## Reading text

# # # # # # #

Maintaining emotional well-being. The current crisis has also led to unparalleled levels of stress and burnout, which lead to increased attrition, sick-leave and associated skills shortages. In the UK, nearly half of doctors (44%) are suffering from burnout, depression or anxiety because of the pandemic. Fifty-one percent don’t feel personally supported by their employers or the government. These individuals are at risk of attrition, now and post-Covid-19.
As part of their duty of care, all employers should find ways to connect with individual workers and assess their stress levels. By caring for their emotional well-being, employers can build deeper relationships with every employee, permanent and contingent.
Distributing workload. Workload also plays a role in burnout and stress levels. Obviously, workload is at record levels. However, having more accurate visibility over worker availability and urgent roles in the future will help to distribute workload. People can be placed into critical roles as-needed, based on their skills, experience and availability. Matching algorithms can even automate some of this, making the process even more timely and efficient.
Having this workforce overview is even more important when temporarily mobilizing workers or engaging with contingent ones. In New York City, staffing shortages have led Mayor Bill de Blasio to propose a draft of healthcare workers, a “national effort to enlist doctors, nurses, hospital workers of all kinds and get them where they are needed most.” New York recently used its mobile emergency alert system to ask for healthcare volunteers; 80,000 retirees answered the call, alongside 1,000 military medics.
Meanwhile, nationwide, US hospitals are scrambling to retrain healthcare workers in other medical fields for the Covid-19 response and mobilize others in less-impacted states.
Retain for the long-term. This highlights another vital aspect of relationship-building with contingent workers: The people recruited temporarily now will hold continuous value to an organization in the future.
Now that healthcare organizations are rapidly upscaling their workforces, take the time to consider the next steps for each contingent worker, and discuss their aspirations. If there’s alignment between your organization’s goals and their career goals, it could be the start of a long-lasting working relationship.
Creating future-ready workforces. Healthcare leaders have an opportunity today to engage with the talent that will drive their organization’s future. Many advantages will come to organizations that have the right skills available, on-demand workforces, and the ability to adapt to change.
This all begins with the relationship between a contingent worker and their employer. Where a worker feels loyal toward an employer because they feel supported in their work and well-being. And where employers understand the people who work for them and where they can be placed to do their best work.

# # # # # # #

## Data supplied
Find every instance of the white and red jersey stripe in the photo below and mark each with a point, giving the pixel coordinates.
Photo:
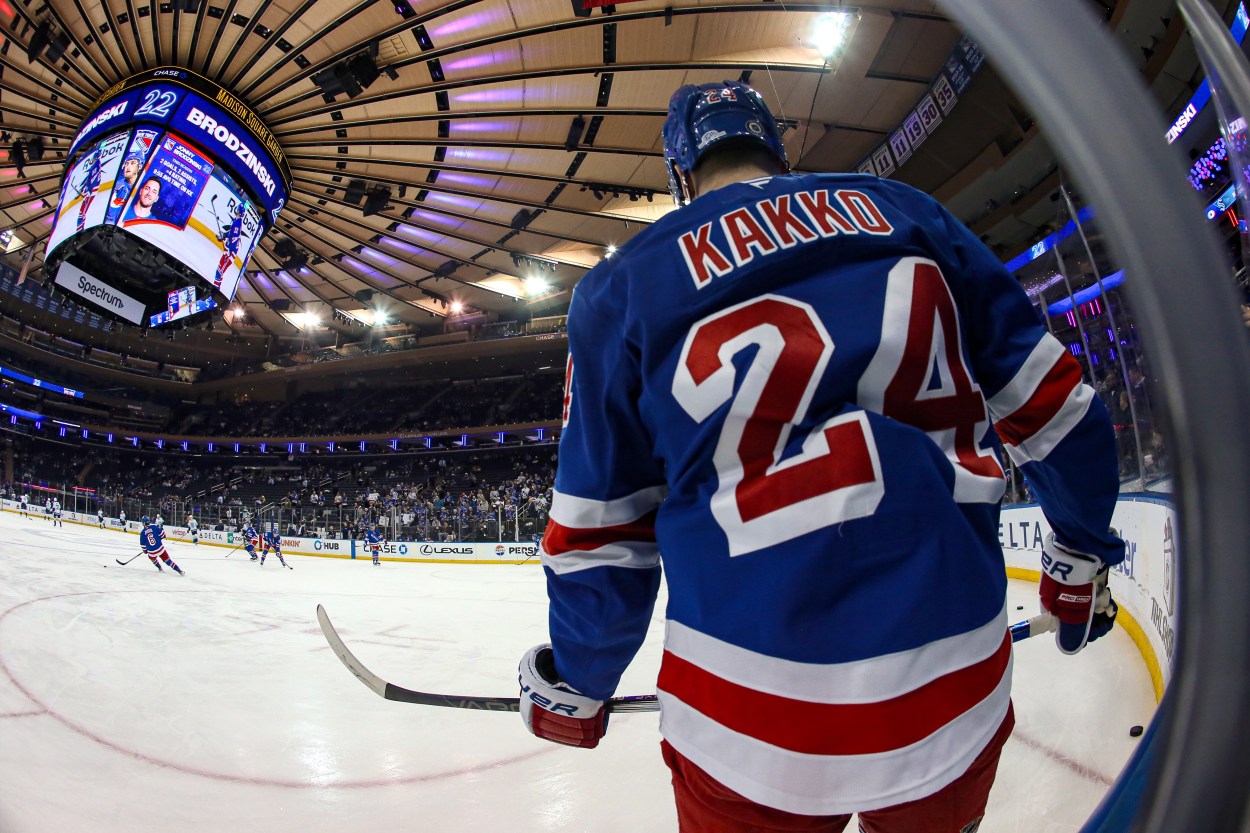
(584, 533)
(835, 738)
(1041, 404)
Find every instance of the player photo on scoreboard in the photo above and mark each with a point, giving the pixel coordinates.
(86, 186)
(233, 227)
(131, 166)
(168, 191)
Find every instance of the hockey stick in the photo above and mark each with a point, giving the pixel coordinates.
(1040, 623)
(391, 692)
(129, 559)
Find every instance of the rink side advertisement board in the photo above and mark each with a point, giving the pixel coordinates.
(1144, 585)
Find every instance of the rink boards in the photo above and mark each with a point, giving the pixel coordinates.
(1144, 585)
(459, 553)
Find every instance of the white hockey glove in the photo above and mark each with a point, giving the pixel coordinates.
(1074, 590)
(555, 711)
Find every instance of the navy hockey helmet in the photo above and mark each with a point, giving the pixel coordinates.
(700, 116)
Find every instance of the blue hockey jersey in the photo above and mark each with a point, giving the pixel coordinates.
(790, 389)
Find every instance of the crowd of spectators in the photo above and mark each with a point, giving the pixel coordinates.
(498, 494)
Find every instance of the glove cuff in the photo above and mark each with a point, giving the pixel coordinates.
(543, 687)
(1068, 565)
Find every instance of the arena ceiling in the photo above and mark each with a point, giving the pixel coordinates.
(518, 139)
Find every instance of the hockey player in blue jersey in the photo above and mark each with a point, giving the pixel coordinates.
(273, 540)
(374, 540)
(125, 184)
(151, 538)
(88, 188)
(793, 389)
(250, 539)
(230, 239)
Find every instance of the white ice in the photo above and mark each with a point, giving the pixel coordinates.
(134, 701)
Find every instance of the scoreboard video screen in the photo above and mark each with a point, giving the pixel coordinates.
(170, 181)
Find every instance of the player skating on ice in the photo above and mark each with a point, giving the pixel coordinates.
(89, 185)
(230, 239)
(251, 540)
(273, 539)
(836, 629)
(151, 538)
(374, 540)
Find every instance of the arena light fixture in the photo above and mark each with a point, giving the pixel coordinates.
(830, 31)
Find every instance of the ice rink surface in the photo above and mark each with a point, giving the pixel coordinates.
(134, 702)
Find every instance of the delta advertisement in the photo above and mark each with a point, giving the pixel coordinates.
(186, 204)
(84, 200)
(1144, 584)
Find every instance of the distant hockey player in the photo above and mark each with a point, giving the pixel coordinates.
(273, 540)
(374, 540)
(151, 538)
(786, 389)
(89, 186)
(230, 239)
(251, 540)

# # # # # # #

## Things to do
a) Reproduce the passage of the article on healthcare workforces from "Meanwhile, nationwide, US" up to and including "long-lasting working relationship.".
b) Answer these questions from the article on healthcare workforces:
(i) What percentage of doctors in the UK are suffering from burnout, depression or anxiety because of the pandemic?
(ii) How many retirees answered New York's call for healthcare volunteers?
(iii) On what three things can people be placed into critical roles as-needed?
c) In one to three sentences, explain why the article on healthcare workforces says organizations should consider the next steps for each contingent worker and discuss their aspirations.
The listing has nothing to do with the article on healthcare workforces.

## Answers provided
a)
Meanwhile, nationwide, US hospitals are scrambling to retrain healthcare workers in other medical fields for the Covid-19 response and mobilize others in less-impacted states.
Retain for the long-term. This highlights another vital aspect of relationship-building with contingent workers: The people recruited temporarily now will hold continuous value to an organization in the future.
Now that healthcare organizations are rapidly upscaling their workforces, take the time to consider the next steps for each contingent worker, and discuss their aspirations. If there’s alignment between your organization’s goals and their career goals, it could be the start of a long-lasting working relationship.

b)
(i) 44%
(ii) 80,000
(iii) Their skills, experience and availability

c) The people recruited temporarily now will hold continuous value to an organization in the future. If the organization's goals align with a worker's career goals, it could be the start of a long-lasting working relationship.